DIRECTIVE 1:
Answer these questions using the text on An Invocation:
(a) Where was the chamber version premiered?
(b) Who commissioned the work?
(c) Besides the oboe, which instrument can play the solo part?

___ PAGE TEXT

Chamber Version Premiere:
February 25th, 2012
Unitarian Society of Hartford, Hartford, CT
Joshua Hall, oboe; Annalise Ohse, violin; Matt Primm, viola; Elizabeth Vysin, cello

String Orchestra Version Premiere:
February 26th & 27th, 2016
Dell Hall at the Long Center for the Performing Arts, Austin, TX
Beth Sanders, oboe, and the Austin Symphony Orchestra conducted by Peter Bay

Program Note:
An Invocation was commissioned by oboist Joshua Hall, a friend and colleague from the Hartt School of the University of Hartford and a student of Bert Lucarelli. The request came in the summer of 2011 with the intention that this new work be a companion piece to Mozart’s Oboe Quartet in F major, K. 370. I was initially very excited to write the piece but work proceeded slowly through the fall. As the deadline of a February performance loomed, I grew less excited about this new oboe quartet and more and more frustrated. It wasn’t until I came across a poem by Jeffery Beam, one of my favorite poets, that things turned around for me.

I’ve always found Jeffery’s work evocative. The poem in particular that inspired me this time is a litany of half statements and half responses, full of color, scent, and imagery. His lines invoke the power of nature, each of our human senses, and our collective capacity for wonder and curiosity. The poem begins:

From cedar’s green feathers / cedar’s red odor
From moss’s cool fever / earthworm’s glowing

In these first two lines, Jeffery immediately surrounds us with so much sensory information: the complimentary colors of green and red all around us, the smell of the fragrant cedar towering above us, the touch of the cool moss underneath us. In other lines, he teases the ear with jumping trout and dancing thunder and our taste buds with wild carrots and pecans. Throughout the text, there are glimpses of natural majesty, both large and small. The lines contrast flashes of happiness with moments of melancholia and with other moments of yearning, to which I react in my own An Invocation.

An Invocation can be performed with either oboe or soprano saxophone as the solo instrument. Versions of the score are available with accompaniment by string trio (the original version) or string orchestra.

______

DIRECTIVE 2: Find each line in the rows below that contains the string "monkey", and copy those lines.

___ DATA TO PROCESS

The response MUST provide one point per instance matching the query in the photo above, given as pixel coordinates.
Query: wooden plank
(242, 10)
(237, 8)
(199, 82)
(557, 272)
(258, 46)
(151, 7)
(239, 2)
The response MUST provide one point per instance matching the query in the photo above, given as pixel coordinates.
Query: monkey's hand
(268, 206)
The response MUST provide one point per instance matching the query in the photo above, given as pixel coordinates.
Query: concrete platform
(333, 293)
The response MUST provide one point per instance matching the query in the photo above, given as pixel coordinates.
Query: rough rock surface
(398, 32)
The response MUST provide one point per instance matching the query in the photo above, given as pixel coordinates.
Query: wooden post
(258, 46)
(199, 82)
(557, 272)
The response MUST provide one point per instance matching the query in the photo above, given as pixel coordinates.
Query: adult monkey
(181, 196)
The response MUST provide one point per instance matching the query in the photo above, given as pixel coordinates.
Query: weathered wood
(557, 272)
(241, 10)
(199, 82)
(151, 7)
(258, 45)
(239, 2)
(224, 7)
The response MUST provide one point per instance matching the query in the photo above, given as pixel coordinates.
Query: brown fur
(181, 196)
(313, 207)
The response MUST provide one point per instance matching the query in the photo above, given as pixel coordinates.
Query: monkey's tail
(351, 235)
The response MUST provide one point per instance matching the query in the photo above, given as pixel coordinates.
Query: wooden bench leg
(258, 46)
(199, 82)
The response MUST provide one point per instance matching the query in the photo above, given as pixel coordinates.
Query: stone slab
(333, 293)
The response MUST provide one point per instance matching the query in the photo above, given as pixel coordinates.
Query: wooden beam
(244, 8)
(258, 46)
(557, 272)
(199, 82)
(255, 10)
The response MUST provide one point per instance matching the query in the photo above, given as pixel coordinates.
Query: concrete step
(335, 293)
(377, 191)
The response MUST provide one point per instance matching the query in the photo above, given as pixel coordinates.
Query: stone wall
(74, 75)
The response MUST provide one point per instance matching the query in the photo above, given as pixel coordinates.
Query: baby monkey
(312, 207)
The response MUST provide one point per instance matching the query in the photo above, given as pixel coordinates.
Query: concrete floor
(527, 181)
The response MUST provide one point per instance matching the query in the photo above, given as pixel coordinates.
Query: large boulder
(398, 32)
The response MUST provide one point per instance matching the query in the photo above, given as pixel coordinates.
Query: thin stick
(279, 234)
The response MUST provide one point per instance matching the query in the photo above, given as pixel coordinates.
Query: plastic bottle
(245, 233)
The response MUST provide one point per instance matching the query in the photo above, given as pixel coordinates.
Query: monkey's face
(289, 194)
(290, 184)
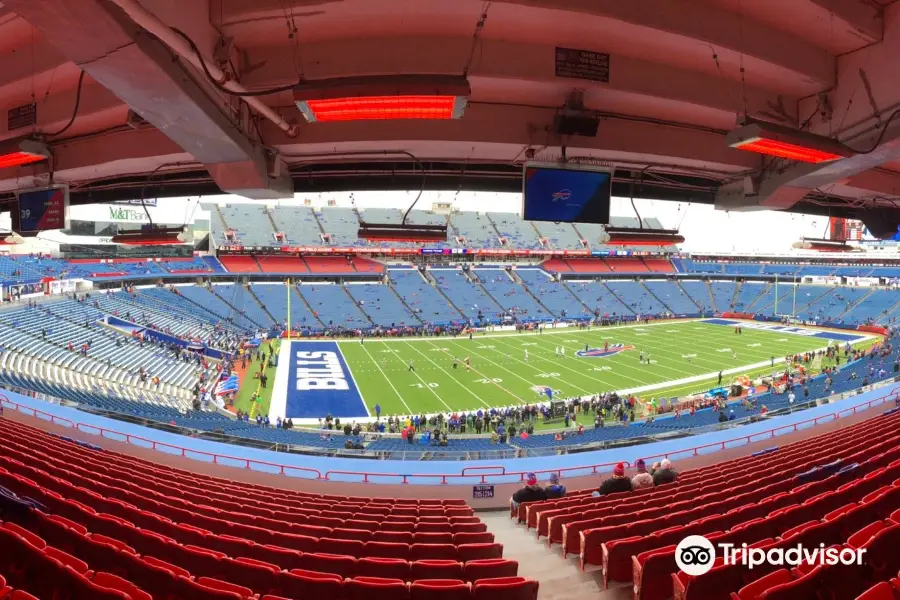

______

FULL ANSWER 1:
(a) At the Unitarian Society of Hartford, Hartford, CT.
(b) The oboist Joshua Hall.
(c) The soprano saxophone.

FULL ANSWER 2:
Query: monkey's hand
Query: adult monkey
Query: monkey's tail
Query: baby monkey
Query: monkey's face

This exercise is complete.